Problem a:
Summarize the forum thread on starting lifts for women in powerlifting in two sentences.

# female powerlifting whats good starting lifts ?



## squirt

after my mrs watched me compete she wants to have ago competing next year probly but what are the good sarting lifts for a women powerlifting i know mens are X3bw sq X3 bw deads X1.75 bench but what would women ones be ?

thanks in advance


----------



## squirt

any1


----------



## squirt

bump


----------



## Guest

I think @JaneN40 knows about powerlifting  She might be able to help (I hope I got that username right lol)

EDIT : Oooh I got it right, yay for my memory


----------



## JaneN40

Hi, and well done to your Mrs!  Get her along here or to www.strengthfoums.com

I am not at the same ratio's for lifting yet, but am lifting more than my body weight in deadlift (not in squat due to my having had a hip issue).

However... if you find a local federation or look at ones she'd like to lift in you'll be able to gauge her age, weight class and what people have been lifting in those.

I would say though, get her there to set her base level once she's happy she can do the three lifts clean and then she can see her progression. We are short of women in the sport and it's a real buzz (less stress than for the men who are competing for places etc). For instance my first comp was last month.. at 40, I set 4 records for my weight and age class (Masters 1, and 82.5kg). So now my aim is personal progression.. and those records will be broken - but I'd like to dip down a wieght class so am working on that. 

The main thing is to get her interested, training (for clean lifts not half squats etc) and progressing. 

Thanks @CheekyMonkey for the shout!


----------



## squirt

JaneN40 said:


> Hi, and well done to your Mrs!  Get her along here or to www.strengthfoums.com
> 
> I am not at the same ratio's for lifting yet, but am lifting more than my body weight in deadlift (not in squat due to my having had a hip issue).
> 
> However... if you find a local federation or look at ones she'd like to lift in you'll be able to gauge her age, weight class and what people have been lifting in those.
> 
> I would say though, get her there to set her base level once she's happy she can do the three lifts clean and then she can see her progression. We are short of women in the sport and it's a real buzz (less stress than for the men who are competing for places etc). For instance my first comp was last month.. at 40, I set 4 records for my weight and age class (Masters 1, and 82.5kg). So now my aim is personal progression.. and those records will be broken - but I'd like to dip down a wieght class so am working on that.

Problem b:
Count the lines of the records that contain the string "fence", where case counts, and give only the number.

Dataset extract:
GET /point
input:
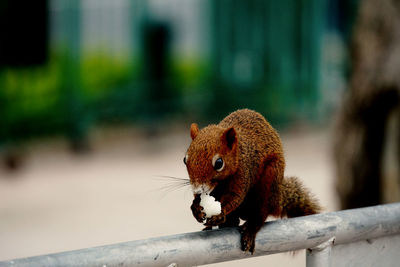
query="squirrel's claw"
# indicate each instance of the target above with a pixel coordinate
(247, 239)
(216, 220)
(197, 211)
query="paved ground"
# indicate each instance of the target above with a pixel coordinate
(60, 201)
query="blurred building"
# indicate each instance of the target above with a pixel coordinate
(147, 61)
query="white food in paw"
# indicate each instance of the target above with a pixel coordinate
(210, 205)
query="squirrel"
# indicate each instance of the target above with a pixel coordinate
(240, 162)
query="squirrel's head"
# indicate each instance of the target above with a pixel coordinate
(211, 157)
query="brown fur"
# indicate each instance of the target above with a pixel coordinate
(251, 186)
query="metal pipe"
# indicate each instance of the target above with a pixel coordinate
(224, 245)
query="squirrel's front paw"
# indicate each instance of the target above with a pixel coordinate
(216, 220)
(247, 239)
(197, 211)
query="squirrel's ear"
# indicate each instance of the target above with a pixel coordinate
(229, 137)
(194, 130)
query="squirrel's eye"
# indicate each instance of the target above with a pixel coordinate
(218, 163)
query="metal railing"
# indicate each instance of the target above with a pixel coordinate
(358, 237)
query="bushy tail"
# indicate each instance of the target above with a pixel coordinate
(296, 200)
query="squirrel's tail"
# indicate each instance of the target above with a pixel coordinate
(296, 200)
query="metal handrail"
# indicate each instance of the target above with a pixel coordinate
(224, 245)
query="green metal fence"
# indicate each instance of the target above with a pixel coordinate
(121, 62)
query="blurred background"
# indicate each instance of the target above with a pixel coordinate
(97, 96)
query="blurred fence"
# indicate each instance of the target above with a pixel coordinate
(360, 237)
(143, 61)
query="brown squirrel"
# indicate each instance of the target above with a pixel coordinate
(240, 163)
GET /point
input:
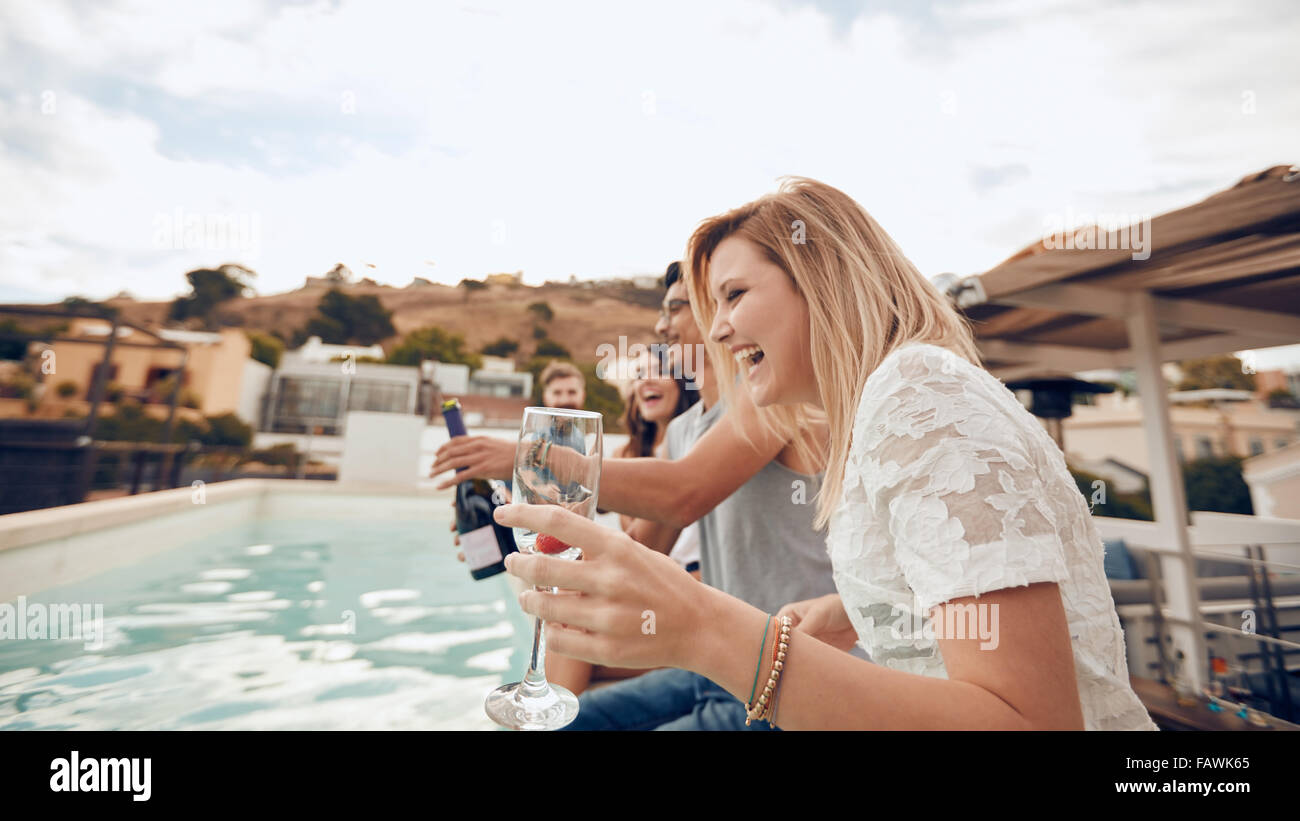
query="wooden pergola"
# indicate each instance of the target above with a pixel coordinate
(1221, 276)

Expected output a:
A poster whose partner wants to start competing in powerlifting asks what good starting lifts for a woman would be, noting the men's figures of three times body weight in squat and deadlift and 1.75 times in bench. JaneN40 replies that looking at a local federation will show what women of a given age and weight class lift, and advises getting the partner to a competition to set a base level once the three lifts are clean, then focusing on progression.

Expected output b:
2